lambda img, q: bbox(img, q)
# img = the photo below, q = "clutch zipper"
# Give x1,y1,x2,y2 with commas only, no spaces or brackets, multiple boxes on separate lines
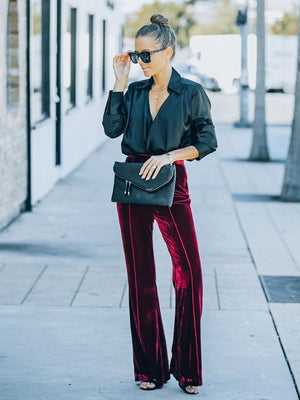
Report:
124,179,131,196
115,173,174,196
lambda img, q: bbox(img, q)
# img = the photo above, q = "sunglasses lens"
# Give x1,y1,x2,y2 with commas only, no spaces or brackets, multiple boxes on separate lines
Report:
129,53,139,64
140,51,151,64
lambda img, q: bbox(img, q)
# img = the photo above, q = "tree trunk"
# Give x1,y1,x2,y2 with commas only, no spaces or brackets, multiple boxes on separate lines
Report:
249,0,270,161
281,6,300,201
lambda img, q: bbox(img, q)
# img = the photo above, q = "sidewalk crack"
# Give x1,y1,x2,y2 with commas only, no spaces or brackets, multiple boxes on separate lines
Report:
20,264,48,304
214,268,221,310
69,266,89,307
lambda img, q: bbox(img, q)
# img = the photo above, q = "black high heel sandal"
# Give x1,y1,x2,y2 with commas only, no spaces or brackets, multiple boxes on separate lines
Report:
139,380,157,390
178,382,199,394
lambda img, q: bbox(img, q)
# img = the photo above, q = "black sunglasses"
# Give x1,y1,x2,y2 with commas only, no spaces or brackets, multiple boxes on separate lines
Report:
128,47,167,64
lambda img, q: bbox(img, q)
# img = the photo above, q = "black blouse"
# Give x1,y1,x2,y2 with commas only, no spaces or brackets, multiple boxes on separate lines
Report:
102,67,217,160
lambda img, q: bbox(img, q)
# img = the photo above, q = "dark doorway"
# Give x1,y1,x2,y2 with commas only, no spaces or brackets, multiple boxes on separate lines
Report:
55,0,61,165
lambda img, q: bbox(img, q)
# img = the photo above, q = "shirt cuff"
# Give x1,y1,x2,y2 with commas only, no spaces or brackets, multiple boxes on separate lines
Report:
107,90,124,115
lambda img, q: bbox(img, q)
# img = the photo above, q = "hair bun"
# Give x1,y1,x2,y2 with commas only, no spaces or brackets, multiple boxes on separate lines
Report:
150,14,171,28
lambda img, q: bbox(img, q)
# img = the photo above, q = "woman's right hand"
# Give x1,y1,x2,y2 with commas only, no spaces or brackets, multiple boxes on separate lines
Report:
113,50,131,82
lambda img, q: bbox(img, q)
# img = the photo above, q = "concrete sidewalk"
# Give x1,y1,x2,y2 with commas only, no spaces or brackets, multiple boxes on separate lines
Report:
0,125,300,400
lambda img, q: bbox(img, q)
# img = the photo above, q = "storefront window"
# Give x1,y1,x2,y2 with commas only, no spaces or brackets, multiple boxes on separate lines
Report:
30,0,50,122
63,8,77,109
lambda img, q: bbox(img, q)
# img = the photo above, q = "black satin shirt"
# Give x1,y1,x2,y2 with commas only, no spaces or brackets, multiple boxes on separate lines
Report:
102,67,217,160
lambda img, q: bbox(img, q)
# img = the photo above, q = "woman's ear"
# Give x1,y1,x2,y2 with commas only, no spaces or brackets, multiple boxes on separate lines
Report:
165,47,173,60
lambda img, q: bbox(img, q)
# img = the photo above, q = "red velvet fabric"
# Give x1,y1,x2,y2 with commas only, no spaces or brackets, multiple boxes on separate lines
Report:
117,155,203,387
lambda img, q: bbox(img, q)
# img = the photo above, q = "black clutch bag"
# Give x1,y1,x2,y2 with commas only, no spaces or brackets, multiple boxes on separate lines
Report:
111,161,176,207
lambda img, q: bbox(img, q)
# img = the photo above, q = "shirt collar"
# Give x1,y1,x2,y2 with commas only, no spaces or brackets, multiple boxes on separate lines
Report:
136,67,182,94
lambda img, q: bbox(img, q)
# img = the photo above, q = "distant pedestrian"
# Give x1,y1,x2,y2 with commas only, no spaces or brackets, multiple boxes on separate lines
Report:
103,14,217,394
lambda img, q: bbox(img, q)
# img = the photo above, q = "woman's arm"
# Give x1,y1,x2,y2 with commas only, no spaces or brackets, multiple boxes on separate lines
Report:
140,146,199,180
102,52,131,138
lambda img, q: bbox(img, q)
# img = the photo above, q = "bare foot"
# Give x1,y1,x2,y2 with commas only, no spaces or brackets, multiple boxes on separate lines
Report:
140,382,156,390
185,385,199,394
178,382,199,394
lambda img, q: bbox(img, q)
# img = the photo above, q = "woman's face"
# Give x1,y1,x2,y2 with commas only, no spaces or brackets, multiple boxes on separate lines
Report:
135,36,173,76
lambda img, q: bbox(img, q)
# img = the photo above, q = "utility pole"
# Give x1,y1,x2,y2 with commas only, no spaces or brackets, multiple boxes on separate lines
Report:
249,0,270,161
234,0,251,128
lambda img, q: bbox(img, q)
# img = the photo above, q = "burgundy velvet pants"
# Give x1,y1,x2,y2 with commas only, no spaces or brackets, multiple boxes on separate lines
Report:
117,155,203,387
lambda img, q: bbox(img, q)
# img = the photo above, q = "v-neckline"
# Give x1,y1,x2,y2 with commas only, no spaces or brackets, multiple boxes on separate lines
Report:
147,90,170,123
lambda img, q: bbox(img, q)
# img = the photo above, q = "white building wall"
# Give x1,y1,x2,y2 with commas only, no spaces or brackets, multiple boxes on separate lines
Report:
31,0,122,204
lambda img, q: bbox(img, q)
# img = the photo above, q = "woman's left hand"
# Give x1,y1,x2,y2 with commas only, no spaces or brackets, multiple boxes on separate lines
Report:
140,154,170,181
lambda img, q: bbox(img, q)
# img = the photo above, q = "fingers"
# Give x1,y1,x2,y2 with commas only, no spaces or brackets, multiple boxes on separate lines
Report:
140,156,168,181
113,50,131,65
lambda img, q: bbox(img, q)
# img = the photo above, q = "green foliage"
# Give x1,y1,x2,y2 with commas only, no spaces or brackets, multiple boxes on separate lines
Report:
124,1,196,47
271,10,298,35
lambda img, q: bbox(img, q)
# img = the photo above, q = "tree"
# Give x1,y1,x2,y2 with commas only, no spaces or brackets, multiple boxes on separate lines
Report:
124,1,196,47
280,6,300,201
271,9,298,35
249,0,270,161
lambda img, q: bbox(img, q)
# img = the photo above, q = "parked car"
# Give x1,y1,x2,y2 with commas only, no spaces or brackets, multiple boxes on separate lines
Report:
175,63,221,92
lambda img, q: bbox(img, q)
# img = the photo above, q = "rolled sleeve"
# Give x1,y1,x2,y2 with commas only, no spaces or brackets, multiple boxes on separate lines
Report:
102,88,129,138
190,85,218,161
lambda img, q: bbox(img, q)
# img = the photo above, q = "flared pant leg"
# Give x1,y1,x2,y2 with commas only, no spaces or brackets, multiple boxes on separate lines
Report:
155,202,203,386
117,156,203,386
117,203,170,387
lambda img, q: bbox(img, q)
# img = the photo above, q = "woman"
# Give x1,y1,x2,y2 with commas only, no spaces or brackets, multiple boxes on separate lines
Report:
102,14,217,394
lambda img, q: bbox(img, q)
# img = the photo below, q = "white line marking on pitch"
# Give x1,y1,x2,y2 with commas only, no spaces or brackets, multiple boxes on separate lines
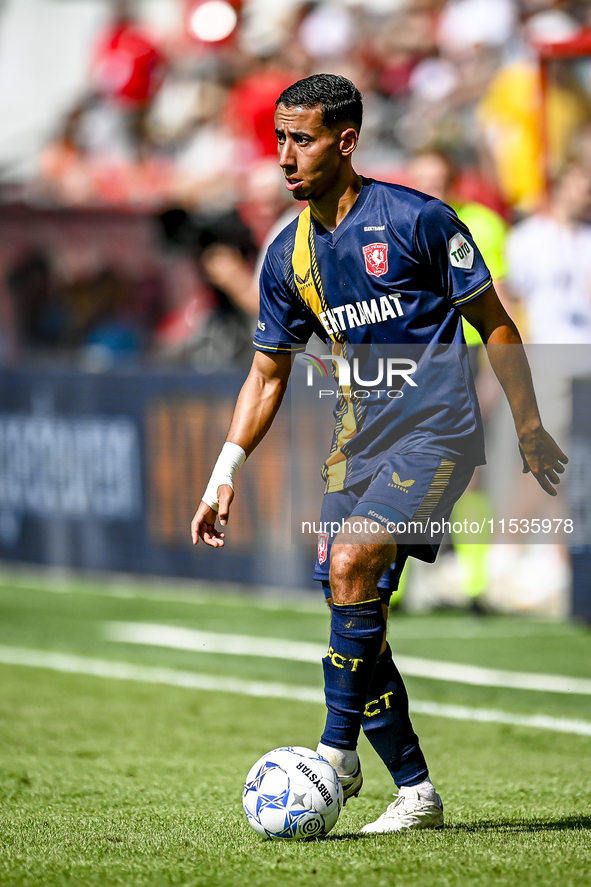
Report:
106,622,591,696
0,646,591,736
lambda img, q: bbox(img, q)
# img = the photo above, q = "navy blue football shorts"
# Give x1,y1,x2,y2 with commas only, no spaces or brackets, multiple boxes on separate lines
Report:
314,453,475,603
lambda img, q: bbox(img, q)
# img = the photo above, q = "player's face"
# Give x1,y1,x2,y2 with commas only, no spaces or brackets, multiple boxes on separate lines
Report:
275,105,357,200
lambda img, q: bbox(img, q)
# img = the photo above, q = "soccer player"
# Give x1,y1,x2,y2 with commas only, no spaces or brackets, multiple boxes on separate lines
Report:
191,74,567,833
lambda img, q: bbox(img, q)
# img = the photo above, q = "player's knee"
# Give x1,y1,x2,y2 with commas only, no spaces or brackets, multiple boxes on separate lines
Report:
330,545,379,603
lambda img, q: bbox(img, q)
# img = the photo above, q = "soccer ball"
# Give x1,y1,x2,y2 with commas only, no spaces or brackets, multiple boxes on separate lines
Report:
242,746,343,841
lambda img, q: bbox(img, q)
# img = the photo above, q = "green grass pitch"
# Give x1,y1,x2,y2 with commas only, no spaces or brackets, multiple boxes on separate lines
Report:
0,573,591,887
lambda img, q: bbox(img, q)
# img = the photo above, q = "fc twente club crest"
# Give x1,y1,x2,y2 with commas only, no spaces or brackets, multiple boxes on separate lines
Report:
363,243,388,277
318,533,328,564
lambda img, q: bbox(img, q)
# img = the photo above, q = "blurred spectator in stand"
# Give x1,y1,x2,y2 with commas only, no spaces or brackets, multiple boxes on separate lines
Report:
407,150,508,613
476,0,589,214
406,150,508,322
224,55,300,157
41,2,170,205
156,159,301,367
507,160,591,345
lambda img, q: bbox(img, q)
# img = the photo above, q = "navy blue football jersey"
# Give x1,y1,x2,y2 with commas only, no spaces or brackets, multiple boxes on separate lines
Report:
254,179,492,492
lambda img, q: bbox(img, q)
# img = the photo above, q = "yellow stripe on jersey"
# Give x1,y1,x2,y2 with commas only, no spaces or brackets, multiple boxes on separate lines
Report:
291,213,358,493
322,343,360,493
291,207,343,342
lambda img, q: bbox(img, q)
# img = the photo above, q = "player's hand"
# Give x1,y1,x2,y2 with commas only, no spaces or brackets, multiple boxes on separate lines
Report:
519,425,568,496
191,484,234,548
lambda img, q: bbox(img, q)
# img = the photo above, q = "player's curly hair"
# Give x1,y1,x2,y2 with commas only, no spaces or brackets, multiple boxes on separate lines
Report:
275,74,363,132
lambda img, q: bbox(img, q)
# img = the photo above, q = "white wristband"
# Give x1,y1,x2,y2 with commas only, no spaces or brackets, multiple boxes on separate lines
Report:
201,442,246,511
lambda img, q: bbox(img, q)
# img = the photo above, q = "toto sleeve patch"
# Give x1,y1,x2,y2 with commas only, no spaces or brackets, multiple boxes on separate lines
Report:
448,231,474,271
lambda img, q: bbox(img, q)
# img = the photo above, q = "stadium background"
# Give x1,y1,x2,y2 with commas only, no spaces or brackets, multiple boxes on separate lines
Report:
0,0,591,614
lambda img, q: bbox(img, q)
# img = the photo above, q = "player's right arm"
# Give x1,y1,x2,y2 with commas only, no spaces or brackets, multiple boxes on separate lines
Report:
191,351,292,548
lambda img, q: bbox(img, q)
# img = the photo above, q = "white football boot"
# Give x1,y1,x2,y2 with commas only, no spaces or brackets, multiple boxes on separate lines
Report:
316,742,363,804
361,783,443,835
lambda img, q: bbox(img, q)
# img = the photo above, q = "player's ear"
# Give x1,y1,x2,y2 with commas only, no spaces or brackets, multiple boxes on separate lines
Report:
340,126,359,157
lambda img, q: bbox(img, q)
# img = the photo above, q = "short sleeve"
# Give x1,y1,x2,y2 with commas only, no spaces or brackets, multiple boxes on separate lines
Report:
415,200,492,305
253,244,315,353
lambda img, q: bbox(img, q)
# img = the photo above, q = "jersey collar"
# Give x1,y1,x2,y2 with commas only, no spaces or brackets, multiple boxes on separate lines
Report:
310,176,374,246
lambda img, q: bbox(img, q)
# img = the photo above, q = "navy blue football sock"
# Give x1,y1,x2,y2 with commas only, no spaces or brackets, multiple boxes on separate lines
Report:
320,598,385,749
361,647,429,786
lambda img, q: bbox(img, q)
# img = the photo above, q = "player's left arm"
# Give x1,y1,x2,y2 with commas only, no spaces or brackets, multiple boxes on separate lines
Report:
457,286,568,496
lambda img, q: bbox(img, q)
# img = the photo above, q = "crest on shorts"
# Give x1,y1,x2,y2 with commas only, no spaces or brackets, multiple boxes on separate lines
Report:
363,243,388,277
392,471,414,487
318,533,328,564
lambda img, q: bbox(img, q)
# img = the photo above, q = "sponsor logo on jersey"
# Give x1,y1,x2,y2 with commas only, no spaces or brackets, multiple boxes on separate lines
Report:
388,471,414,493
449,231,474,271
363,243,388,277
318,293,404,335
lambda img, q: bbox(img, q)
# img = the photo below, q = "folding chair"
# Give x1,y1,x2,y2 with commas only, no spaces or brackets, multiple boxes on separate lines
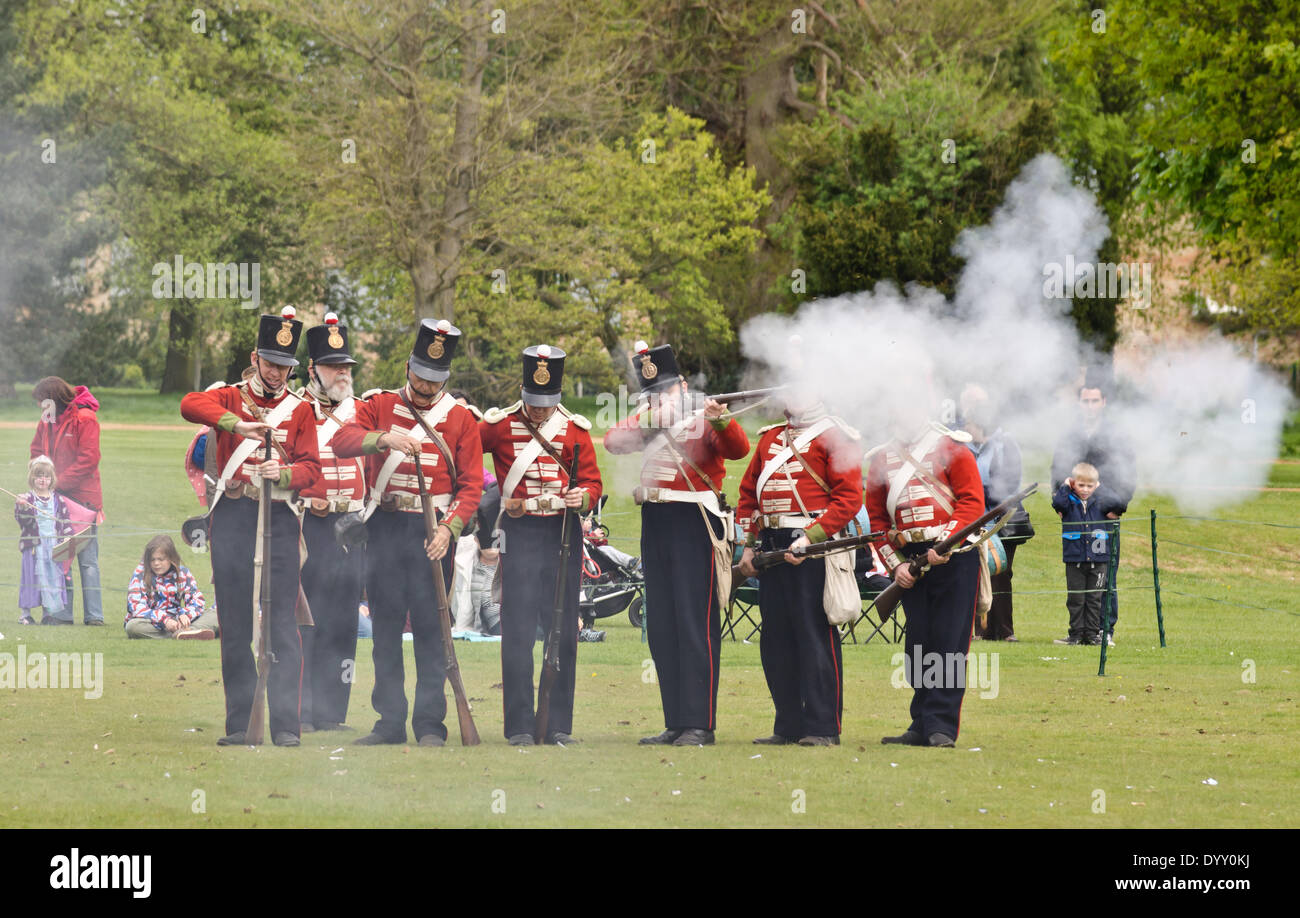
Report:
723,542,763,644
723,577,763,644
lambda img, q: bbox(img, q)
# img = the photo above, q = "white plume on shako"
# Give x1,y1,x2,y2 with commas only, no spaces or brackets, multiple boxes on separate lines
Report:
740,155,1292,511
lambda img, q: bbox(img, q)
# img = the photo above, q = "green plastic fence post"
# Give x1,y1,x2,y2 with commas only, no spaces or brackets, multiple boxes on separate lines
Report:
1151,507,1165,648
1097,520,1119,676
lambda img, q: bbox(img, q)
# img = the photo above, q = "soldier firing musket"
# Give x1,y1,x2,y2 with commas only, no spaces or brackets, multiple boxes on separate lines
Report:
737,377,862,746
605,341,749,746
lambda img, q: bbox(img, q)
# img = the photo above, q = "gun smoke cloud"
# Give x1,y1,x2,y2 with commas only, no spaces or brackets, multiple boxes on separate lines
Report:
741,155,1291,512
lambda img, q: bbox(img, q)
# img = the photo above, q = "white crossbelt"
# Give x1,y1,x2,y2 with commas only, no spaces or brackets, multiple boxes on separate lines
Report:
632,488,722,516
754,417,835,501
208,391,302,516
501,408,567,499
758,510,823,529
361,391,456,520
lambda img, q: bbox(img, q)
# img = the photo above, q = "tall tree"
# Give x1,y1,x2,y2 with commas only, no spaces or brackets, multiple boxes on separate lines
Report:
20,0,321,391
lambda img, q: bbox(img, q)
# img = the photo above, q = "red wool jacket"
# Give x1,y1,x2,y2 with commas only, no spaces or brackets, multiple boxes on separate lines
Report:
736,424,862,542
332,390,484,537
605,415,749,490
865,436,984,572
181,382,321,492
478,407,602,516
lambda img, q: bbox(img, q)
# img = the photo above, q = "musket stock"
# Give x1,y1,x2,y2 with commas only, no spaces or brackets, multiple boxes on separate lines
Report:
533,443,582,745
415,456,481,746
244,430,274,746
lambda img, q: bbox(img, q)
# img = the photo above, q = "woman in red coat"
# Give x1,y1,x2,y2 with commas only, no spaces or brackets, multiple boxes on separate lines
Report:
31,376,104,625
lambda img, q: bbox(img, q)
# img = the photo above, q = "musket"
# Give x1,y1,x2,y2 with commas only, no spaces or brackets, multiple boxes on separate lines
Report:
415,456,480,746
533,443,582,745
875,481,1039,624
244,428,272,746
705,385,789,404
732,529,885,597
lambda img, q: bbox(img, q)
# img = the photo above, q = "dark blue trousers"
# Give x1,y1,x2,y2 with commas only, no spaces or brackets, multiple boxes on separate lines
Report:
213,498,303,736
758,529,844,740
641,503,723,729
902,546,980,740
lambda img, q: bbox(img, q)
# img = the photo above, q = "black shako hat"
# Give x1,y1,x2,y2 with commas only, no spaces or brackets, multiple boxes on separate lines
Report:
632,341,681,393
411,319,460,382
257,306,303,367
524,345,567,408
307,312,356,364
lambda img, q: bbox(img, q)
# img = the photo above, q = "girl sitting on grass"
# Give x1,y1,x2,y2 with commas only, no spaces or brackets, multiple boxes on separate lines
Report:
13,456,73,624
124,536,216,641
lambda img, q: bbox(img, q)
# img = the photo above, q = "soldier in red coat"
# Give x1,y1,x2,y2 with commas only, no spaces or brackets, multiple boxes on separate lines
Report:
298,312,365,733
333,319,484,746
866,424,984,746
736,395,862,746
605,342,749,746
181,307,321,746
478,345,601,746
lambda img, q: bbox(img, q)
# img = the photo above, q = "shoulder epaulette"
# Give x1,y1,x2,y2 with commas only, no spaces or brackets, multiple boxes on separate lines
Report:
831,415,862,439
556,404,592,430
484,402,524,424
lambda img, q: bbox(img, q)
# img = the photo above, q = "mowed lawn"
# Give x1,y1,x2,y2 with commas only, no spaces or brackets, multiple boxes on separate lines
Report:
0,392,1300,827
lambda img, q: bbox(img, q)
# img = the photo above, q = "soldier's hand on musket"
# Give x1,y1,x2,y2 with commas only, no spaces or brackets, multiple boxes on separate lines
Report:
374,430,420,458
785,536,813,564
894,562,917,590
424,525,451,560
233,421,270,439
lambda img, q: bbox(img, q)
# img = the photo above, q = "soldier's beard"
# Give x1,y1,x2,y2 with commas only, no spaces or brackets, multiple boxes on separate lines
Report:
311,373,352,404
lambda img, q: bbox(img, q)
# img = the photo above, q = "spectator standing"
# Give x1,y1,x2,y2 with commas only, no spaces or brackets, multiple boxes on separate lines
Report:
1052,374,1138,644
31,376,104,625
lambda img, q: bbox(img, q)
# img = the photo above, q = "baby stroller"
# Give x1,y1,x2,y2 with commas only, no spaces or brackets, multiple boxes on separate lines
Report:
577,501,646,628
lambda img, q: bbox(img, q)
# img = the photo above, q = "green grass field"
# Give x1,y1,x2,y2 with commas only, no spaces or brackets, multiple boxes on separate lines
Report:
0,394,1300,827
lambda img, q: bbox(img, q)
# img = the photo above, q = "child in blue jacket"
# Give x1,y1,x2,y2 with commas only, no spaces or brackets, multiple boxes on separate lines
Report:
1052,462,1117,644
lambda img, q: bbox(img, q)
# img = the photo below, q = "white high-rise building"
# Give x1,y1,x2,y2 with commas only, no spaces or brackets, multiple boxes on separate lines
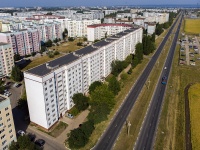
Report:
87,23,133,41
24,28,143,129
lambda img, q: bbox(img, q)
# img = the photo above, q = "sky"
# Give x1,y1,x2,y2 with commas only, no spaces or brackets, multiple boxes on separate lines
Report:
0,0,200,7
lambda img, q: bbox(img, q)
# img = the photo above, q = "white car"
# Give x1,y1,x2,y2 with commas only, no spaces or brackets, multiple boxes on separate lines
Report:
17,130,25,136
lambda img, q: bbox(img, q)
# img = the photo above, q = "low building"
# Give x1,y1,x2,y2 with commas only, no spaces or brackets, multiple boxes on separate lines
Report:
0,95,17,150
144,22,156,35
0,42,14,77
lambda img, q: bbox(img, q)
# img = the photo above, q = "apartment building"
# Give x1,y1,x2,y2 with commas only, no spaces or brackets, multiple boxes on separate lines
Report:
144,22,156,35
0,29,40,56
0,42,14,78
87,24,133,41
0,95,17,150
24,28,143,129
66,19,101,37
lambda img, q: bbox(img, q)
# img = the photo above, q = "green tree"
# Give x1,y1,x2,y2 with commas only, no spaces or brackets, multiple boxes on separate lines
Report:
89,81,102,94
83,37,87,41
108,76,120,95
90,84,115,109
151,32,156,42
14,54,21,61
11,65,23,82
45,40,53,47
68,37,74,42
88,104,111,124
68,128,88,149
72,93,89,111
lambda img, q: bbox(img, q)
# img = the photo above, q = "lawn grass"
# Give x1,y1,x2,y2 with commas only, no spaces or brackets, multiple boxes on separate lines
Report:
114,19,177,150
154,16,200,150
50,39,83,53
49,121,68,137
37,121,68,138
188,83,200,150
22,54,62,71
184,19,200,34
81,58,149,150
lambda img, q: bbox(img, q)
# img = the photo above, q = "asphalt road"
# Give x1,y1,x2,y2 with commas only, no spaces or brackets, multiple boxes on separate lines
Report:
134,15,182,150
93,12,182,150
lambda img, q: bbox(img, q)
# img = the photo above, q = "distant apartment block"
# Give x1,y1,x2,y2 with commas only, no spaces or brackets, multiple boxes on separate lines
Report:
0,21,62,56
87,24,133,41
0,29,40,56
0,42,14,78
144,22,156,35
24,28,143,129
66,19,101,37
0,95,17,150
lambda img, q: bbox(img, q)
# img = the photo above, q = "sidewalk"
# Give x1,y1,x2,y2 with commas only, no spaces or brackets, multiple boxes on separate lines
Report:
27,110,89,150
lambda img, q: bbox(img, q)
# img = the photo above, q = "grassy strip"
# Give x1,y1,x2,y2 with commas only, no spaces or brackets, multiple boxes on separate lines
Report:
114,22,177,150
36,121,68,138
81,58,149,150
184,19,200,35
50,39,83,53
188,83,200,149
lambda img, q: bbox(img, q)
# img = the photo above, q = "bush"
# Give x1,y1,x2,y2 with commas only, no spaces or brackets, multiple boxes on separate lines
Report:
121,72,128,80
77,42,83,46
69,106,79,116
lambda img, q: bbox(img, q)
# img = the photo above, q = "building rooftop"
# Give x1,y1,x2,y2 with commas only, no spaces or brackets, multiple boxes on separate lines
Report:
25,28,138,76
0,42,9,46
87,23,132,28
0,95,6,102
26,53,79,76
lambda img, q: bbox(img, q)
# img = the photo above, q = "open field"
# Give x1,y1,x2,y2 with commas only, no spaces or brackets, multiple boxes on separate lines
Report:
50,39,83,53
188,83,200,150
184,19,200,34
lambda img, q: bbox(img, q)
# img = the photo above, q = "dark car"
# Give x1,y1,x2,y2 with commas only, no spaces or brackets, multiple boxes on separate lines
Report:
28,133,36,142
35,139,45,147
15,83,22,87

### EXERCISE:
Extract every line of the listing above that contains the string "high". Matching is case-sensitive.

### EXPECTED ANSWER:
# img = the photo above, q = "black high heel sandal"
# img = the photo below, q = "white high-rise building"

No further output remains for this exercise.